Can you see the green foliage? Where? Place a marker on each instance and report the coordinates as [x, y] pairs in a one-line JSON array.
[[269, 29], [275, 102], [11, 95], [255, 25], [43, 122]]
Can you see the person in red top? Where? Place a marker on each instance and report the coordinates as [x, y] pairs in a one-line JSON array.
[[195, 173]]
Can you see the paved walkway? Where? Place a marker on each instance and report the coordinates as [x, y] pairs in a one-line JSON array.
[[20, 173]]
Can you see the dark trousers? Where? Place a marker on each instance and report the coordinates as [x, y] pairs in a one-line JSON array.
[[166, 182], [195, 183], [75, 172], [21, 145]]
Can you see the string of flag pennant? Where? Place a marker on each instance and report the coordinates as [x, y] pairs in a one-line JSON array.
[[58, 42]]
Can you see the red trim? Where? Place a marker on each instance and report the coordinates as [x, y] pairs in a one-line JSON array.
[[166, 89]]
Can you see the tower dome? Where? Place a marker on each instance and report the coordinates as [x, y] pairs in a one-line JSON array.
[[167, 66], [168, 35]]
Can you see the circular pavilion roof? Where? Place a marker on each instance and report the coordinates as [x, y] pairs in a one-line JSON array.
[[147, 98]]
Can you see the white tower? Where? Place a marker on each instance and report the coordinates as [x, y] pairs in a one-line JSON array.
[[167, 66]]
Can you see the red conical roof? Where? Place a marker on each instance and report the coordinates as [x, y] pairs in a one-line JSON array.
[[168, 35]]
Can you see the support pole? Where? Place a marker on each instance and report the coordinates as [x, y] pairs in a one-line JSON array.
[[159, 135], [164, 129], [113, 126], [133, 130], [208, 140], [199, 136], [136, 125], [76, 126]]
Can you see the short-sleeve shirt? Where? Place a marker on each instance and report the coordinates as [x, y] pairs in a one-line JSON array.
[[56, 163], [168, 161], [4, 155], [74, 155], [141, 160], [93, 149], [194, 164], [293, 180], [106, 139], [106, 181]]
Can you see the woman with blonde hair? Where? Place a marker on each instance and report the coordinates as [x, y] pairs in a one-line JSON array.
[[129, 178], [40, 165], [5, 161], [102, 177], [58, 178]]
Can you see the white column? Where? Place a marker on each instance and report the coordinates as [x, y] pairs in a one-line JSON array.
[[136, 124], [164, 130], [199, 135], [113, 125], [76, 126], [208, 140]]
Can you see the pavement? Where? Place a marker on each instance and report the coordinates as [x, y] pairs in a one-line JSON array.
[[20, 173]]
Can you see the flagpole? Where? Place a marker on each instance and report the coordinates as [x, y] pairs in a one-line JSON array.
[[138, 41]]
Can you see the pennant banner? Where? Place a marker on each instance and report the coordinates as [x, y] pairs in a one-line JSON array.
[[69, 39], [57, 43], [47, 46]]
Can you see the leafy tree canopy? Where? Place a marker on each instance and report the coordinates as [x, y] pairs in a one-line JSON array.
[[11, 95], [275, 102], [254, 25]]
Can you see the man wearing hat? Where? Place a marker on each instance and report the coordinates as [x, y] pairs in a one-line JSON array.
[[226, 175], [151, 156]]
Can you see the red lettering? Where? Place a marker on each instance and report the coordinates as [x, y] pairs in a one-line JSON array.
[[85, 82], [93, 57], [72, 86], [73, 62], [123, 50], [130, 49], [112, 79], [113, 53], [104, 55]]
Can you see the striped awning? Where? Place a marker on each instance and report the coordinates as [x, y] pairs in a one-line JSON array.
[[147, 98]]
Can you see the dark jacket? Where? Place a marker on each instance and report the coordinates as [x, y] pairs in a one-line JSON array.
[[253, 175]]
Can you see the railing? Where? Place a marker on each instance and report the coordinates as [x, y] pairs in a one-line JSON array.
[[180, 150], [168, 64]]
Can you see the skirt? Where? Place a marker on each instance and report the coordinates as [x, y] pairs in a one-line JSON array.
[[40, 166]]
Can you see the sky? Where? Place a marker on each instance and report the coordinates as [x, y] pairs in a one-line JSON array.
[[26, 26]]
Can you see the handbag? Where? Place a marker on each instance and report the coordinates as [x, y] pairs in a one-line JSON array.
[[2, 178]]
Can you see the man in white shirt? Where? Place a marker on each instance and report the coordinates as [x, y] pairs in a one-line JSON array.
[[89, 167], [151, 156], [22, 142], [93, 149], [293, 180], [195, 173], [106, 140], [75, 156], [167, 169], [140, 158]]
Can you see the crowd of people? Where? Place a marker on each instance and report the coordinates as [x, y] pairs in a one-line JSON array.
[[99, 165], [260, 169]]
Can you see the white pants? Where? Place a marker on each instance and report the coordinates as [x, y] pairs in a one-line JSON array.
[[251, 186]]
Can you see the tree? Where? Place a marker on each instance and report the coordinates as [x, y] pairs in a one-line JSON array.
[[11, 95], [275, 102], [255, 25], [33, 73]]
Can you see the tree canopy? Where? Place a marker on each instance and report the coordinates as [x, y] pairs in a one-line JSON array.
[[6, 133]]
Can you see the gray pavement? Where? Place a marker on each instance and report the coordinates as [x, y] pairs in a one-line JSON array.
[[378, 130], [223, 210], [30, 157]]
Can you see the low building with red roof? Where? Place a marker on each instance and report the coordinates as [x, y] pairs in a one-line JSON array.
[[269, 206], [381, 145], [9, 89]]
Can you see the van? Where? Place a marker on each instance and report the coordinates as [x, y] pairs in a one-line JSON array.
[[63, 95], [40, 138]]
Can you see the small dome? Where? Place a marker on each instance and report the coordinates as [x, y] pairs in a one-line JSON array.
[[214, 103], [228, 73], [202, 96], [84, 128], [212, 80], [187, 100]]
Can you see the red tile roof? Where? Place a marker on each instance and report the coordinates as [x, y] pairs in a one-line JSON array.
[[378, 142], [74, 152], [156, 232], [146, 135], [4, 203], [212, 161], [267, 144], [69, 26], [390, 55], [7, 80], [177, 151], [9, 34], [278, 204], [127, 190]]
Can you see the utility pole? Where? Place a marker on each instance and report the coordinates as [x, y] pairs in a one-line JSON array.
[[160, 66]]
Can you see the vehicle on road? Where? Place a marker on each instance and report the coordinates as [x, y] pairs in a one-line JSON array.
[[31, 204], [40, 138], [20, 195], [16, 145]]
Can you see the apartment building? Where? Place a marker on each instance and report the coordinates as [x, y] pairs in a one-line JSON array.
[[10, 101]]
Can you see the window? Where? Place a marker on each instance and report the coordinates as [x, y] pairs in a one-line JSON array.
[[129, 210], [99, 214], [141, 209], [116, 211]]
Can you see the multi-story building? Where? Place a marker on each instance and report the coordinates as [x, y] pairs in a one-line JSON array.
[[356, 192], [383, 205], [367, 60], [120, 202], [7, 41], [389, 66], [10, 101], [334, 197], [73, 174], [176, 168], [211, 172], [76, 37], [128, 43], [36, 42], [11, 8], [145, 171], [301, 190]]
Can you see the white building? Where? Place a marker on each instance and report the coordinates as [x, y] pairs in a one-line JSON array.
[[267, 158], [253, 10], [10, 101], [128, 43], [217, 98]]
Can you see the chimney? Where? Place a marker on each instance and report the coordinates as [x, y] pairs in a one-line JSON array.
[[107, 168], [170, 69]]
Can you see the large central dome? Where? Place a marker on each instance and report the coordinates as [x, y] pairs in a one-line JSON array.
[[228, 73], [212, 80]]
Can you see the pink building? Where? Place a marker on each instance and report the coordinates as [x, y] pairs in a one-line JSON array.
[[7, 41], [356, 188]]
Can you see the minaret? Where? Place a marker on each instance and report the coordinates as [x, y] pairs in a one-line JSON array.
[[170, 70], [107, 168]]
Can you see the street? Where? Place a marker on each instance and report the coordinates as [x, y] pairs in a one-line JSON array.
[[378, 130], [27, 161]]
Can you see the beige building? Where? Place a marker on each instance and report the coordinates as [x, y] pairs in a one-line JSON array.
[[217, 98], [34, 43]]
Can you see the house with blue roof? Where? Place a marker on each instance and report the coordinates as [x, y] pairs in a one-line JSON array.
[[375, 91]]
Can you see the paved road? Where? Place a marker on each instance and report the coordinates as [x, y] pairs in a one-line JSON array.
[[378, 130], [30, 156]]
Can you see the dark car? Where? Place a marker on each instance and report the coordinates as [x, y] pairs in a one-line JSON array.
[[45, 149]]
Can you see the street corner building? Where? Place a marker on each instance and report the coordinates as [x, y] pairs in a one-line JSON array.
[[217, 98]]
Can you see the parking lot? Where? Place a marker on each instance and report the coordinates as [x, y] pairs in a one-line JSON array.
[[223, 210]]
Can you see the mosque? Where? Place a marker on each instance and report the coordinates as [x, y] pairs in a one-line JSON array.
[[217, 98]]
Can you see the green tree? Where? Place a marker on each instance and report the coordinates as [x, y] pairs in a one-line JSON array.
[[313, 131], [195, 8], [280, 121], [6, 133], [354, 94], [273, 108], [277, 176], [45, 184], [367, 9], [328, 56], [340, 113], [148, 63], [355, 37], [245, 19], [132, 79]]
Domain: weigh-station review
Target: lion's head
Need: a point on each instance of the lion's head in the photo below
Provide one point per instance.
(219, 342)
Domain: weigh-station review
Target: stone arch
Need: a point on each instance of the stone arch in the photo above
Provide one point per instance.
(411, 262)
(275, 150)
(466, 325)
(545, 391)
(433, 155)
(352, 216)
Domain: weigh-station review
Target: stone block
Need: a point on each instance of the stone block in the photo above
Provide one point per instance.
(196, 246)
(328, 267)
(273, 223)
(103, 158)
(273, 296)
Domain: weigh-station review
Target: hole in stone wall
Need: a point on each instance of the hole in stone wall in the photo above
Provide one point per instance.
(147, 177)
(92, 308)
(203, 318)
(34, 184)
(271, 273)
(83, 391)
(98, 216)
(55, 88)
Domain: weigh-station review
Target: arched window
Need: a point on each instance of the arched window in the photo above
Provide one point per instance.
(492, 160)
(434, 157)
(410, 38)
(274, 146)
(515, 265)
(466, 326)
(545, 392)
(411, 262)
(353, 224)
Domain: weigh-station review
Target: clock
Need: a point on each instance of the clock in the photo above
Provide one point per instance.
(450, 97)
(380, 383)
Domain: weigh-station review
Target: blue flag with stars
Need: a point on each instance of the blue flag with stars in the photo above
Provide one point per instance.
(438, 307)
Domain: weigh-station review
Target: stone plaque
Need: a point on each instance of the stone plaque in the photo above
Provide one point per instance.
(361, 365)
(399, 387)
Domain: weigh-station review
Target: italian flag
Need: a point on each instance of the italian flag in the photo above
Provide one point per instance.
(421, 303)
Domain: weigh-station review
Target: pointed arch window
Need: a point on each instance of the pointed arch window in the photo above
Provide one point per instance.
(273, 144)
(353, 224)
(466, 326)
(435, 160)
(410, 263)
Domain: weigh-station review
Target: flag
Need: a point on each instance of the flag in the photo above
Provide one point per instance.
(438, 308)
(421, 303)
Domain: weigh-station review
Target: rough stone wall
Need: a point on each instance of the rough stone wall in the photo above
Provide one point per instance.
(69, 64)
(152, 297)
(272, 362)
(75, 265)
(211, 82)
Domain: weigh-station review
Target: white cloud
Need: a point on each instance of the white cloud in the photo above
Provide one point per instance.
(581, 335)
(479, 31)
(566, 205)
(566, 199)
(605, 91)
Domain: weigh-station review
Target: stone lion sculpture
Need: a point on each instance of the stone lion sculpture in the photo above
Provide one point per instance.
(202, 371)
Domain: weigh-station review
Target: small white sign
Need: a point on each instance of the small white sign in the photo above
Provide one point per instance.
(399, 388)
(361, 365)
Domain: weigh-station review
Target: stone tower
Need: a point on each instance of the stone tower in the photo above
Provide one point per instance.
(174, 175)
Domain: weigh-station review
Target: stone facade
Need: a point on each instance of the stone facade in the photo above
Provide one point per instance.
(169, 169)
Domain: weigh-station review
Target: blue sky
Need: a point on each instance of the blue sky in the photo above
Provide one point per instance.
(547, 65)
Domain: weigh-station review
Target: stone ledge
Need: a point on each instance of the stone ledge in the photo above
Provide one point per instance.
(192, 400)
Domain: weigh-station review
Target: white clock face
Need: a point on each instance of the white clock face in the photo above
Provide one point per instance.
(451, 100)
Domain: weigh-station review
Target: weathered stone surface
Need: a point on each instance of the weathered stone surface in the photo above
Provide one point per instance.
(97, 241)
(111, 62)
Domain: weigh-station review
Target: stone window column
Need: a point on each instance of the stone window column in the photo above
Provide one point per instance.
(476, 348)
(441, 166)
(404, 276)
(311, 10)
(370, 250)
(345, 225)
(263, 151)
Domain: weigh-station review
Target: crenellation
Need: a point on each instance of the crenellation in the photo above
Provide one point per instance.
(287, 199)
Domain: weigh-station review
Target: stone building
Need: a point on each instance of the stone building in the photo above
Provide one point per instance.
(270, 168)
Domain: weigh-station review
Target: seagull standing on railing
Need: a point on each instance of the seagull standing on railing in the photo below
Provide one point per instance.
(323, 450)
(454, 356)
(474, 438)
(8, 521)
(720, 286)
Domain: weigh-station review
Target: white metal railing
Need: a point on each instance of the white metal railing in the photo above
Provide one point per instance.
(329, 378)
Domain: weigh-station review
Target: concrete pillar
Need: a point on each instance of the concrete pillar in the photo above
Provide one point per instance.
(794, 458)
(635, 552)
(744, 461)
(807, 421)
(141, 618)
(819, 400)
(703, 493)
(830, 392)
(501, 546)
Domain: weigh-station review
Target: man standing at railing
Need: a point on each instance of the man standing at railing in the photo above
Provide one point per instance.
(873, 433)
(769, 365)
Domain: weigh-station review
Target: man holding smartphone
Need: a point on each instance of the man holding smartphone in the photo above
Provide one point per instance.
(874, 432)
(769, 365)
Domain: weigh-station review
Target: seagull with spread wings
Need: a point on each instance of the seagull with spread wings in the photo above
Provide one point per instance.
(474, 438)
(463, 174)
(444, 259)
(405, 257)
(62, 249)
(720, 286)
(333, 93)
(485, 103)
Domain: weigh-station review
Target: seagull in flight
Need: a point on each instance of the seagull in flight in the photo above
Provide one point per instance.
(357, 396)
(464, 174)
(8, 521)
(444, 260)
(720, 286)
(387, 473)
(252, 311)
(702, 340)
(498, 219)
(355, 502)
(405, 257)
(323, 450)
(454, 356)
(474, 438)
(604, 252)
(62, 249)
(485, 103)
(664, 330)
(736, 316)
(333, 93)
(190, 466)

- - - -

● Written request
Reproduce the data word for word, starting at its first line and ending at the line that contains "[[168, 35]]", with both of those lines included.

● Reply to the exercise
Can you see the green foliage? Where? Place a marker on each instance and report the coordinates as [x, y] pairs in a one-line JSON array.
[[269, 29], [275, 102], [11, 95], [255, 25], [43, 122]]
Can you see the person in red top? Where? Place a marker on each instance and report the coordinates as [x, y] pairs in a one-line JSON array.
[[195, 173]]
Can you see the paved walkway? Where? Place a marker on each instance and report the coordinates as [x, y] pairs in a one-line JSON array.
[[20, 173]]
Can you see the dark trousers? Where? Place a marker on each instance and report the coordinates as [x, y] pairs in a one-line JSON array.
[[166, 182], [195, 183], [75, 172], [21, 145]]
Can you see the string of flag pennant? Where? Place a marker on each instance and report the coordinates as [x, y] pairs in a one-line JSON array.
[[58, 42]]
Can you see the red trim? Where? Place a marker on each instance and report the coordinates as [x, y] pairs in a one-line JSON array.
[[166, 89]]
Can you see the tower dome? Where? Place a marker on each instance and report the coordinates as [x, y] pairs in a one-line JSON array.
[[167, 66], [168, 35]]
Can you see the circular pavilion roof? Where? Place a marker on each instance and report the coordinates as [x, y] pairs in a one-line JSON array.
[[147, 98]]
Can you see the white tower? Where? Place a marker on each instance and report the coordinates as [x, y] pairs in a one-line JSON array.
[[167, 66]]
Can you see the red conical roof? Where? Place a marker on each instance and report the coordinates as [x, y] pairs in a one-line JSON array.
[[168, 35]]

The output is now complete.